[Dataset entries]
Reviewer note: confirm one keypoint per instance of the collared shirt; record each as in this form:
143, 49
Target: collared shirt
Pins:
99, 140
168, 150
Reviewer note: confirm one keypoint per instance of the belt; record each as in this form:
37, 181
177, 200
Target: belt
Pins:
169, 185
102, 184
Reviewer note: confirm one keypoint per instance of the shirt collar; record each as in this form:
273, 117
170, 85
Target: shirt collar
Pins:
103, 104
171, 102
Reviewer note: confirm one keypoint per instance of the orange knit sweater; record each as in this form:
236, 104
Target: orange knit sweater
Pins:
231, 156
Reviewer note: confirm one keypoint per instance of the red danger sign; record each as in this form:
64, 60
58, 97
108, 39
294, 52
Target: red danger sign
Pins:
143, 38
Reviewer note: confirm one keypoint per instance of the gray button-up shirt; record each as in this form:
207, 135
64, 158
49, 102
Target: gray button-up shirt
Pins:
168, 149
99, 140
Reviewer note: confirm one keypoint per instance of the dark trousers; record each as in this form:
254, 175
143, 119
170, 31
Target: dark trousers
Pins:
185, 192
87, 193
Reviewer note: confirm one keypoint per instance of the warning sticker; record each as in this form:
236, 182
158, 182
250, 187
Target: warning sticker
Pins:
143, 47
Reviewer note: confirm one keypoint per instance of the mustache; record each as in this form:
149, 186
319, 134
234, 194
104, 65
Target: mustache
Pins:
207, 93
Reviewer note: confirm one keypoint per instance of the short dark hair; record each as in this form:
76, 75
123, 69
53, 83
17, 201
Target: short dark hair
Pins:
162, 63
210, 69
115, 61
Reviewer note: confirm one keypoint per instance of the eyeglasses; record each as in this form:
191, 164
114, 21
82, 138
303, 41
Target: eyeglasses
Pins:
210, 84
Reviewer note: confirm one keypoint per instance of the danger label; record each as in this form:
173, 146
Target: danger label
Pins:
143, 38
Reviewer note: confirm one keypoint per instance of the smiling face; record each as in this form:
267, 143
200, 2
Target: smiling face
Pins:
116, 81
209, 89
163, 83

WRITTEN PROBLEM: Repeat, exactly and only, the lines above from the one containing "Reviewer note: confirm one keypoint per instance of the warning" through the end of the material.

SOLUTION TO THIS TASK:
Reviewer note: confirm one keypoint per instance of the warning sticker; record each as in this form:
236, 182
158, 182
250, 187
Target: warning sticker
Pins:
143, 47
Reviewer note: confirm one keypoint per instance of the mustache; record each as in this form:
149, 186
319, 134
234, 194
104, 65
Target: mustache
Pins:
207, 93
Reviewer note: confirm one keypoint per instance of the short dark hair; record each as in this form:
76, 75
123, 69
53, 83
17, 201
Target: short dark hair
Pins:
162, 63
210, 69
115, 61
Reviewer note: confirm one keypoint per instance of the eyeglasses; record each as in this form:
191, 164
114, 21
82, 138
303, 41
Target: eyeglasses
Pins:
210, 84
Reviewer note: confirm one keypoint per instance of the danger label; record each as in this form:
173, 146
Target: danger label
Pins:
143, 38
Reviewer note: confirm one keypoint per instance of the smiling face; record each as in this form:
267, 143
200, 2
Target: smiling face
Pins:
116, 81
209, 89
163, 83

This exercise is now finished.